##### Material for the task #####

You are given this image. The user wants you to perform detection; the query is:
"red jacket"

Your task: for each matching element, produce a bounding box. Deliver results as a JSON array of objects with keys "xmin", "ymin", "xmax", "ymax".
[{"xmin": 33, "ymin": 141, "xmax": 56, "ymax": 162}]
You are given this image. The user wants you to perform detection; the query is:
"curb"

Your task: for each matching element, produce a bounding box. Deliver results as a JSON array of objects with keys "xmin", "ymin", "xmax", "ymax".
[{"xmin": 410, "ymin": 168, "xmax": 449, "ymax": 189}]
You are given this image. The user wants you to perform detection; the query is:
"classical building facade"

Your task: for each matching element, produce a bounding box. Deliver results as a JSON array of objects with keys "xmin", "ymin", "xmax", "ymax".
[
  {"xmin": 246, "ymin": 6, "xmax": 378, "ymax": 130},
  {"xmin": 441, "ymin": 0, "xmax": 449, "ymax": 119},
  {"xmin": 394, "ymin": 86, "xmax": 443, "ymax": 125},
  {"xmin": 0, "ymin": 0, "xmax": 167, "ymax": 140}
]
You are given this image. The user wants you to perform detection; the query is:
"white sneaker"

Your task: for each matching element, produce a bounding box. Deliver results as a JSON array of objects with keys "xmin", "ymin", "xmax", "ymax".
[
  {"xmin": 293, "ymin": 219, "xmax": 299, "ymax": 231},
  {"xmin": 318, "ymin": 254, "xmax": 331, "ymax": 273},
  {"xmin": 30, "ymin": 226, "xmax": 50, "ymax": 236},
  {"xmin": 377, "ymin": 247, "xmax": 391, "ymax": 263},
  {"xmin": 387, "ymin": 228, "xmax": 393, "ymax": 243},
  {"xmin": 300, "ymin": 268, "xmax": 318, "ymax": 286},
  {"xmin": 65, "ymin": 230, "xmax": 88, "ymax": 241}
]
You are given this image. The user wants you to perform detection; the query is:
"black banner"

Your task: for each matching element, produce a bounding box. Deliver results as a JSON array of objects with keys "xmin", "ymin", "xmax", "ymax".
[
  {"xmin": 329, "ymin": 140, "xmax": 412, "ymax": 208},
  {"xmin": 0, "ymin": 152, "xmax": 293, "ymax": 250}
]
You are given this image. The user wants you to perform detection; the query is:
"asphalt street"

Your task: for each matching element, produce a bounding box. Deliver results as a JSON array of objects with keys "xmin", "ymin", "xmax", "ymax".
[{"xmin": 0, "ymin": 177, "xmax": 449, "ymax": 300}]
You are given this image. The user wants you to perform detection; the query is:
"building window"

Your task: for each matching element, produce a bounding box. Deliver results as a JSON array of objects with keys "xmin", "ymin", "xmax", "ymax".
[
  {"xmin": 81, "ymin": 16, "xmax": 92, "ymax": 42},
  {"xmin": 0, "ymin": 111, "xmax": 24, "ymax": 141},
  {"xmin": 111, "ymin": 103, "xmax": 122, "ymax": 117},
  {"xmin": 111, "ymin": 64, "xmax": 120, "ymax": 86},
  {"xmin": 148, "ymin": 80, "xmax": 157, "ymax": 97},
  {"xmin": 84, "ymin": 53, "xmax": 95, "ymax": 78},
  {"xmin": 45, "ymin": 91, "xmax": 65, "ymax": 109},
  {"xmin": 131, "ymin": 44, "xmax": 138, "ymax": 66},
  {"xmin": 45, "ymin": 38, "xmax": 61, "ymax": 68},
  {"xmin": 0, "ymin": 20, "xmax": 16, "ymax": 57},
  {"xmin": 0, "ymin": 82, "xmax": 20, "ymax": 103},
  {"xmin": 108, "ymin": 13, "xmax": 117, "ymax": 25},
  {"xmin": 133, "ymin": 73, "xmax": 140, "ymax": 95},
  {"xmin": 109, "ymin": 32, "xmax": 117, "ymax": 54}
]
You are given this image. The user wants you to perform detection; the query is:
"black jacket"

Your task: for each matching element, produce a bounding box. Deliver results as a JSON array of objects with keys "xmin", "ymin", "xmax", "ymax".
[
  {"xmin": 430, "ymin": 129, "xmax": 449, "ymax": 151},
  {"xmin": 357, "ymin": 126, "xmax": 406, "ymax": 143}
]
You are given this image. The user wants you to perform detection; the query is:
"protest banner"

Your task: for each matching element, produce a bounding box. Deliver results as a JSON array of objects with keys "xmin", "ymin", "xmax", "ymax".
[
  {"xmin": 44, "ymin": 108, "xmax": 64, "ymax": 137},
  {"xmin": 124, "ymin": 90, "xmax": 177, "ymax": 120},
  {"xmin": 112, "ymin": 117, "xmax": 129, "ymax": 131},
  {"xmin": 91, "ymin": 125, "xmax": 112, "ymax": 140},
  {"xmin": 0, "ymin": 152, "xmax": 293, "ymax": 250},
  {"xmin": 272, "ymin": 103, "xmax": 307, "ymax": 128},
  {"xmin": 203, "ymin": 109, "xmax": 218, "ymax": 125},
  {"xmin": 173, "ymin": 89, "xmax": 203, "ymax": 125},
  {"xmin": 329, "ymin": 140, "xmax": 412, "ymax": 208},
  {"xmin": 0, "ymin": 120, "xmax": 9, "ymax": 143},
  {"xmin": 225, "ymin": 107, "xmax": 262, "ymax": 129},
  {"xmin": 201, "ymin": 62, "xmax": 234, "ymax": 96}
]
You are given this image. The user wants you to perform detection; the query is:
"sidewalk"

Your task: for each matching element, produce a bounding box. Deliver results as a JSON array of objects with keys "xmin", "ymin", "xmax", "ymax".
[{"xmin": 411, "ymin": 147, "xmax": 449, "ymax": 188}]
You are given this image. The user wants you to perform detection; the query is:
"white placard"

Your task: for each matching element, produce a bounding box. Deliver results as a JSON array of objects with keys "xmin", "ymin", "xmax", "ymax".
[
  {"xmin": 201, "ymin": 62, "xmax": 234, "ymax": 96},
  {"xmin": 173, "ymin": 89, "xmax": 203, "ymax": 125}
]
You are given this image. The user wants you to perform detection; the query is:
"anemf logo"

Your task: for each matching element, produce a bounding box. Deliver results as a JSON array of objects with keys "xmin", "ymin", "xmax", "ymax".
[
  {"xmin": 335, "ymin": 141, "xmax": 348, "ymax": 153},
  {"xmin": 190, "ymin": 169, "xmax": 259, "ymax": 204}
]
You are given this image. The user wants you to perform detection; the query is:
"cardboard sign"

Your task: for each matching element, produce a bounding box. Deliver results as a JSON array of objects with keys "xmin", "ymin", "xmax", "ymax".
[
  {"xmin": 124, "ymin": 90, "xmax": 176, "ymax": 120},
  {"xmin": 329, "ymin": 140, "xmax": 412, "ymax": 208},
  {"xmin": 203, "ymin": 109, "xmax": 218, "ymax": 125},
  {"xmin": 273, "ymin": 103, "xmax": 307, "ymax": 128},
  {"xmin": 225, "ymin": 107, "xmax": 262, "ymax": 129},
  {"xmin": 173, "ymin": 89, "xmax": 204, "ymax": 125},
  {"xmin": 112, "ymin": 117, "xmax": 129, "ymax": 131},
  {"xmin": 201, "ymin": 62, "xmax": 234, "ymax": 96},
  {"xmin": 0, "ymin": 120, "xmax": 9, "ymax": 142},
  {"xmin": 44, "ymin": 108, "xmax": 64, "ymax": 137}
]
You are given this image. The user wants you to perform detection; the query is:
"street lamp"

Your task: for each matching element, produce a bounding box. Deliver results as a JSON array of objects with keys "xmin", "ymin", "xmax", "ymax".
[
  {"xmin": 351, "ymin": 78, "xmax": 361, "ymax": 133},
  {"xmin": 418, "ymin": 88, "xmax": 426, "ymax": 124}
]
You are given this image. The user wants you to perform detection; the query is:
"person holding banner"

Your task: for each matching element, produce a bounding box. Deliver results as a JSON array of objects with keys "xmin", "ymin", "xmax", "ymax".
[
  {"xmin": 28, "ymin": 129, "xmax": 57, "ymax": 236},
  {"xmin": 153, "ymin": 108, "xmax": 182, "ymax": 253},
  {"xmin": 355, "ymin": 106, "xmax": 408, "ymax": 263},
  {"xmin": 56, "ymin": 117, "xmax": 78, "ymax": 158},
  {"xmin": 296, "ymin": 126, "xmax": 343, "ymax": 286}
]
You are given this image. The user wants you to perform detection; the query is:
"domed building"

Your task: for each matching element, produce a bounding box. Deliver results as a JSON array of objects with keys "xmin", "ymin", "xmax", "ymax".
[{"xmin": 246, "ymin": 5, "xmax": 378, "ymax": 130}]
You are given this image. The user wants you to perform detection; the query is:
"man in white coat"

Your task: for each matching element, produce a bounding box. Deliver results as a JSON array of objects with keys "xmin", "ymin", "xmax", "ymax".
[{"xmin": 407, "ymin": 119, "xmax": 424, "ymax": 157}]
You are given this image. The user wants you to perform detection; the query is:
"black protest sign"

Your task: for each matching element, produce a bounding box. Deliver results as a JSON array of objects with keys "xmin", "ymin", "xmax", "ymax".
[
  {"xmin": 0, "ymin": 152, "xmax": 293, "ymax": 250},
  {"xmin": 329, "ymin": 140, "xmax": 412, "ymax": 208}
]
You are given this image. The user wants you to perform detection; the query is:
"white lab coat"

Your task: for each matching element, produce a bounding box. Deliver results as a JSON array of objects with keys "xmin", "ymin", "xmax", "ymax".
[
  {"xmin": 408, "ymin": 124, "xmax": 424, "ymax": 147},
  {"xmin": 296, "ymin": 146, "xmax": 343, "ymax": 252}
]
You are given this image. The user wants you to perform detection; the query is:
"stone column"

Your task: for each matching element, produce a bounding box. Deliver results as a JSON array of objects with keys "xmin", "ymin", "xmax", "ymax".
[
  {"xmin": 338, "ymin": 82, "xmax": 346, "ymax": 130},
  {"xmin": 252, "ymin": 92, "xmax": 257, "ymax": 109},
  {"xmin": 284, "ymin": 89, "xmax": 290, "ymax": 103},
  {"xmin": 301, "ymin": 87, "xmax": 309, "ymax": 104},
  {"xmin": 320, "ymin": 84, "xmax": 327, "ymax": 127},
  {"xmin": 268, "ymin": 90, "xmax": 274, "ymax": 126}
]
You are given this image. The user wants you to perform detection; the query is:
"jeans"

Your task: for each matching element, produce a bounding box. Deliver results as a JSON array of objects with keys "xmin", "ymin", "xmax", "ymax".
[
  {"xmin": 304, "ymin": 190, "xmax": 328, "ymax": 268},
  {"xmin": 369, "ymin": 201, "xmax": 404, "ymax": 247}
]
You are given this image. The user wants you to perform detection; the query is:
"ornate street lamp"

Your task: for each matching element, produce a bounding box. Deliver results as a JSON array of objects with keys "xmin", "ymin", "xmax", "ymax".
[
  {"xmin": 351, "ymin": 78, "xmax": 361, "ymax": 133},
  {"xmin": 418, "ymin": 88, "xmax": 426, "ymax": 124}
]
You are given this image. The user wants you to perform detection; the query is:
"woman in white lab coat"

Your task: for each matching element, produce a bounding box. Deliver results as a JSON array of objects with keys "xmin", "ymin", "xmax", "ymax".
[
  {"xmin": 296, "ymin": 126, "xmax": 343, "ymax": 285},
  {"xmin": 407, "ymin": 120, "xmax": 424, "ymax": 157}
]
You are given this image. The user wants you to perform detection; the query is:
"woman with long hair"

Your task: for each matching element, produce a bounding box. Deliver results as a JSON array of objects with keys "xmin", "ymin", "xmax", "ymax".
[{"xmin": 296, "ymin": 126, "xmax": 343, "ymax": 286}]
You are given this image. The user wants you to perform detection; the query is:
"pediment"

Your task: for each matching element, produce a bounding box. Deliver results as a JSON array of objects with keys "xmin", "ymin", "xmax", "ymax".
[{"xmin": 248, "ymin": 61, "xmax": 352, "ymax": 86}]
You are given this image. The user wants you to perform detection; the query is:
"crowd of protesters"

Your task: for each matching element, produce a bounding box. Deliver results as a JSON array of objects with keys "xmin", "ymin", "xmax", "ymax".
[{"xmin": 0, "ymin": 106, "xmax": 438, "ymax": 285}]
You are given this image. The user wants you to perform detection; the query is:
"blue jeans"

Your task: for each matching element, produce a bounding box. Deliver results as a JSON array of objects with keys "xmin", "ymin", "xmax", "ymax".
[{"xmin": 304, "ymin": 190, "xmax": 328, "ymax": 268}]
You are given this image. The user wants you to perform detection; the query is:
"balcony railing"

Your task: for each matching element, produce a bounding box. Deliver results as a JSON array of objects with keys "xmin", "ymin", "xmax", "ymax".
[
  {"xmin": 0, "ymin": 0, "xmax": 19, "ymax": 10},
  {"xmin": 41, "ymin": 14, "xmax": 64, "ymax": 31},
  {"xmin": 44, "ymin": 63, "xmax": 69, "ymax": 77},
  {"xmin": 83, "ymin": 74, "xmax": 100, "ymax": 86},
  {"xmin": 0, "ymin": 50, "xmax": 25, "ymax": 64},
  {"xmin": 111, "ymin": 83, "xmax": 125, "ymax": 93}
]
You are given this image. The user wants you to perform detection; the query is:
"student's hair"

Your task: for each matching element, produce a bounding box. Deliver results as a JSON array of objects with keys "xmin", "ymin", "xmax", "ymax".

#####

:: Task prompt ::
How many lines in the entries above contain the string "coat"? Matching is case-sensitive, and the reply should be the number only.

:: Output ::
3